▶ [TESTO RIPORTATO]
####################

Sentenza Sentenza Cassazione Civile n. 17086 del 16/06/2021

Cassazione civile sez. II, 16/06/2021, (ud. 20/01/2021, dep. 16/06/2021), n.17086

LA CORTE SUPREMA DI CASSAZIONE

SEZIONE SECONDA CIVILE

Composta dagli Ill.mi Sigg.ri Magistrati:

Dott. MANNA Felice – Presidente –

Dott. GRASSO Giuseppe – rel. Consigliere –

Dott. SCARPA Antonio – Consigliere –

Dott. DONGIACOMO Giuseppe – Consigliere –

Dott. BESSO MARCHEIS Chiara – Consigliere –

ha pronunciato la seguente:

ORDINANZA

sul ricorso 25741/2019 proposto da:

M.M.S., rappresentato e difeso dall’avv. DIEGO

GIUSEPPE PERRICONE;

– ricorrente –

contro

MINISTERO DELL’INTERNO, (OMISSIS), IN PERSONA DEL MINISTRO PRO

TEMPORE, elettivamente domiciliato in ROMA, VIA DEI PORTOGHESI 12,

presso AVVOCATURA GENERALE DELLO STATO, che lo rappresenta e

difende;

– controricorrente –

avverso la sentenza n. 233/2019 della CORTE D’APPELLO di

CALTANISSETTA, depositata il 02/04/2019;

udita la relazione della causa svolta nella Camera di consiglio del

20/01/2021 dal Consigliere Dott. GIUSEPPE GRASSO.

####################

▶ [SEZIONE DATI]

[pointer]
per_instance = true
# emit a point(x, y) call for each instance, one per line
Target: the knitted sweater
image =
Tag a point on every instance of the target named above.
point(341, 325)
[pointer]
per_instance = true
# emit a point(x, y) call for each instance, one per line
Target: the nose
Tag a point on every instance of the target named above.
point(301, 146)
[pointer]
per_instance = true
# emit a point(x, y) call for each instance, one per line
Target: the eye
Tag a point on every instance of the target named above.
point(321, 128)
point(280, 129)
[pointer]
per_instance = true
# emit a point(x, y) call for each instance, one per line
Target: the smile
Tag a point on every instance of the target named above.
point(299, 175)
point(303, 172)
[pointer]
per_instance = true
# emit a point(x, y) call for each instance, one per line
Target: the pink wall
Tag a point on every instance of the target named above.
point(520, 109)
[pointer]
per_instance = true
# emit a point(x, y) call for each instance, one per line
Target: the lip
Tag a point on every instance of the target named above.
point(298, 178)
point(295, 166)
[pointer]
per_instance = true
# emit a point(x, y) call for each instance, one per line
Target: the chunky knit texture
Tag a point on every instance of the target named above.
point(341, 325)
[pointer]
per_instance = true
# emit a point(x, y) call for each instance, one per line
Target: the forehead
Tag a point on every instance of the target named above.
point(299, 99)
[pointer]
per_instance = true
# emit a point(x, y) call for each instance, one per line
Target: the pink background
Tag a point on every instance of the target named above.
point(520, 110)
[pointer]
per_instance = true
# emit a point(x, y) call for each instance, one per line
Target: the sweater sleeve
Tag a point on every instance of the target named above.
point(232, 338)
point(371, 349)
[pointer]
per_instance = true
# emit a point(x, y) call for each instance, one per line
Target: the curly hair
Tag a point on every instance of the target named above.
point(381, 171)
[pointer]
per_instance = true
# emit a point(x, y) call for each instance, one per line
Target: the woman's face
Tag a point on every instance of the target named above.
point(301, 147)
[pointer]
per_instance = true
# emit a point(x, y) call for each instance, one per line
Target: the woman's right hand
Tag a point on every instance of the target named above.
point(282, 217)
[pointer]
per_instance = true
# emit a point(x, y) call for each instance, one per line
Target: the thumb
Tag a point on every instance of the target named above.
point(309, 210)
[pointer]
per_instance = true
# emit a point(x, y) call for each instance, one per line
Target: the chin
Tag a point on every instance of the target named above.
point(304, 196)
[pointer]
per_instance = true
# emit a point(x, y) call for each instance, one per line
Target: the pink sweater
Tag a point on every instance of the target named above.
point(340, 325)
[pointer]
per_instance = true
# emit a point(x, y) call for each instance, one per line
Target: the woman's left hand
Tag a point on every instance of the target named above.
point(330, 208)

####################

▶ [COMPITI]
a) Traduci in inglese questa frase dell'ordinanza della Cassazione: "udita la relazione della causa svolta nella Camera di consiglio del 20/01/2021 dal Consigliere Dott. GIUSEPPE GRASSO."
b) Secondo l'ordinanza della Cassazione, quale magistrato ricopre il ruolo di presidente?
c) Trascrivi dall'ordinanza della Cassazione il passo che va da "avverso la sentenza" fino a "Dott. GIUSEPPE GRASSO." compreso.

▶ [RISPOSTE SVOLTE]
a) Having heard the report on the case given in chambers on 20/01/2021 by Judge Dr. GIUSEPPE GRASSO.

b) Il Dott. Felice Manna.

c)
avverso la sentenza n. 233/2019 della CORTE D’APPELLO di

CALTANISSETTA, depositata il 02/04/2019;

udita la relazione della causa svolta nella Camera di consiglio del

20/01/2021 dal Consigliere Dott. GIUSEPPE GRASSO.